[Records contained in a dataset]
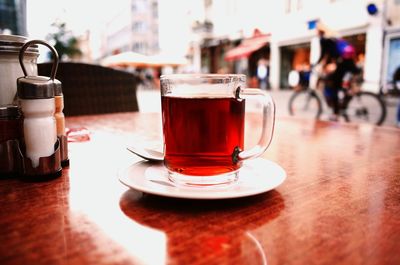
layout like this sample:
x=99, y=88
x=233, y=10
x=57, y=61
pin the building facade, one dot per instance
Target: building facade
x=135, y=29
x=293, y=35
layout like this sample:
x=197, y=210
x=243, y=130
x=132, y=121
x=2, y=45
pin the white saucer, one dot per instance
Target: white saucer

* * *

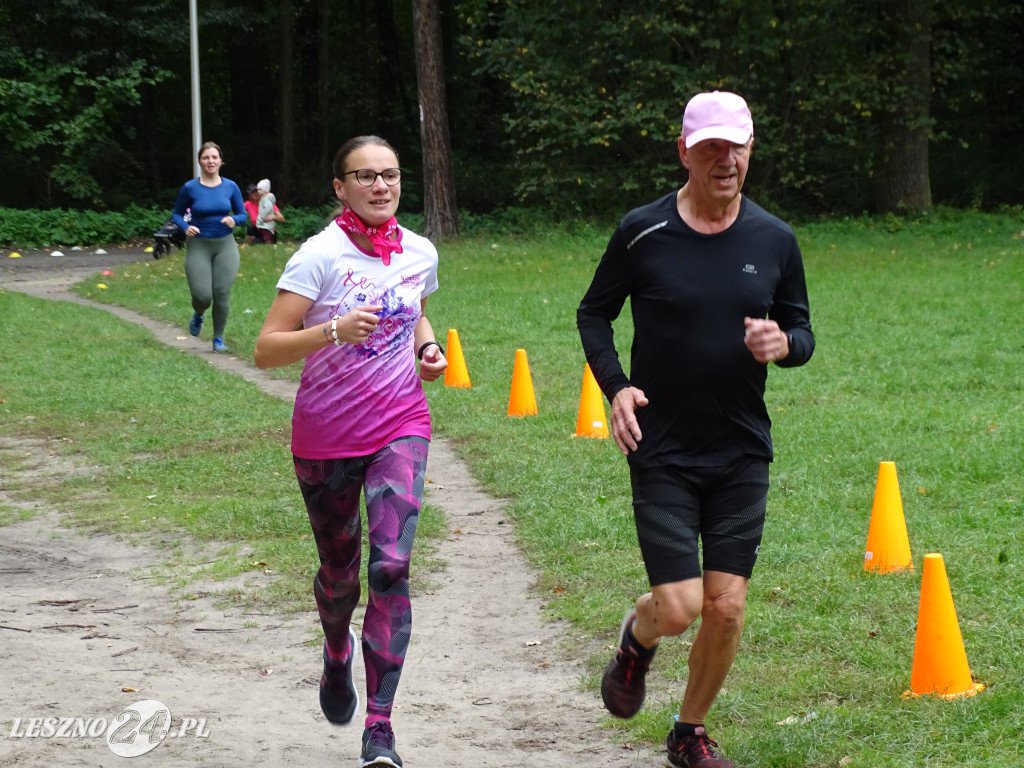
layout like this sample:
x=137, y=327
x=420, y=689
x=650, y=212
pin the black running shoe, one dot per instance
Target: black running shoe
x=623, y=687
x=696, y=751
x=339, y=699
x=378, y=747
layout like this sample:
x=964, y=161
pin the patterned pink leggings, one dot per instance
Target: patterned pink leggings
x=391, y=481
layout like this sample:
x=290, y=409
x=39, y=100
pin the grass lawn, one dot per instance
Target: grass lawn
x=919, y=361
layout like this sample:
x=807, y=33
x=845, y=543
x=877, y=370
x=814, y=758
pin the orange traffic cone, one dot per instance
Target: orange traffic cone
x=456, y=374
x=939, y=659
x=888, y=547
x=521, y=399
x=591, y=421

* * *

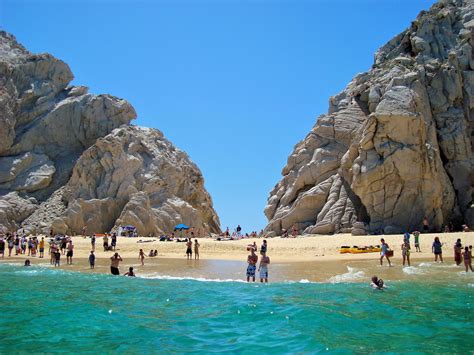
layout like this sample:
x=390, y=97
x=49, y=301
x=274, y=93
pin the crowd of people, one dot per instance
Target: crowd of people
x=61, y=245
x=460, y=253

Instructions for the task: Locate each line in the entries above that contains the string "black", and copy those lines out.

Response for this exercise:
pin the black running shoe, one dot per instance
Target: black running shoe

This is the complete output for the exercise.